WHAT YOU WILL DO:
Decide whether each statement below agrees with the abstract on the Nuwaubian language, answering yes or no and quoting the deciding words of the abstract.
1. The Nuwaubians hired language teachers from Sudan and other Sahelian countries.
2. The Nuwaubian movement began in the 1990s.
3. The Nuwaubian language committee is identified by name.

Department of Linguistics, University of New Mexico, The United States of America
The United Nuwaubian Nation of Moors is a Pan-African identitarian spiritual movement spread chiefly across North America and the Caribbean. From the sect’s genesis in the 1970s as an offshoot of mainline Black Islam, the Nuwaubians studied Arabic both for spiritual purposes and in hopes of preventing outsiders from knowing their designs. They hired language teachers from Sudan and other Sahelian countries while simultaneously interacting with Black Hebrew Israelites, resulting in strong initial influences from both Sudanese Arabic and Hebrew in Nuwaubian language use. However, the 1990s brought great changes to the Nuwaubians’ beliefs and way of life, and with this came tremendous developments in their language as well. As the Nuwaubians shifted to communal living in an isolated pyramid compound and replaced their patchwork quasi-Islamic faith with one rooted more in pharaonic mythology, their language also adopted features from Egyptian. The anonymous Nuwaubian language committee rapidly discarded features of African Arabic and others from their language – first in favor of Standard Arabic, and then instead for a uniquely reconstructed form of the ancient Egyptian lexicon with a strong English substratum. This project surveys forty years of Nuwaubian literature and language use to identify the lexical, phonological and morphosyntactic changes involved in the processes of deregionalization, Egyptification and substrate creation at play in the Nuwaubian language’s continued development parallel to religious shifts within the community. Noteworthy trends on this timeline include movement away from Sudanese Arabic and Mahdiism, a great subsequent shift towards Egyptian influence at all levels of language and belief followed by a smaller step back, and pragmatically minded increases in English influence in Nuwaupic morphosyntax.

DATA EXCERPTS:
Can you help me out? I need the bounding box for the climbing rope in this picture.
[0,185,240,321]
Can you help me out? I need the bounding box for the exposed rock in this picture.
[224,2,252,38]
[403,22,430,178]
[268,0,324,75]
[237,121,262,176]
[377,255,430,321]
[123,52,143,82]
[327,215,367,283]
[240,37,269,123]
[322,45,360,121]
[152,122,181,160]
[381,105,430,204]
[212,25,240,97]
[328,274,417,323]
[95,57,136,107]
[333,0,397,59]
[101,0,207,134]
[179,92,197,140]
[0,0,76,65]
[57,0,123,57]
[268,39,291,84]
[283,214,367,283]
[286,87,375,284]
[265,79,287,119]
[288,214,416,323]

RESPONSE BOX:
1. Yes: "They hired language teachers from Sudan and other Sahelian countries"
2. No: "From the sect’s genesis in the 1970s as an offshoot of mainline Black Islam"
3. No: "The anonymous Nuwaubian language committee"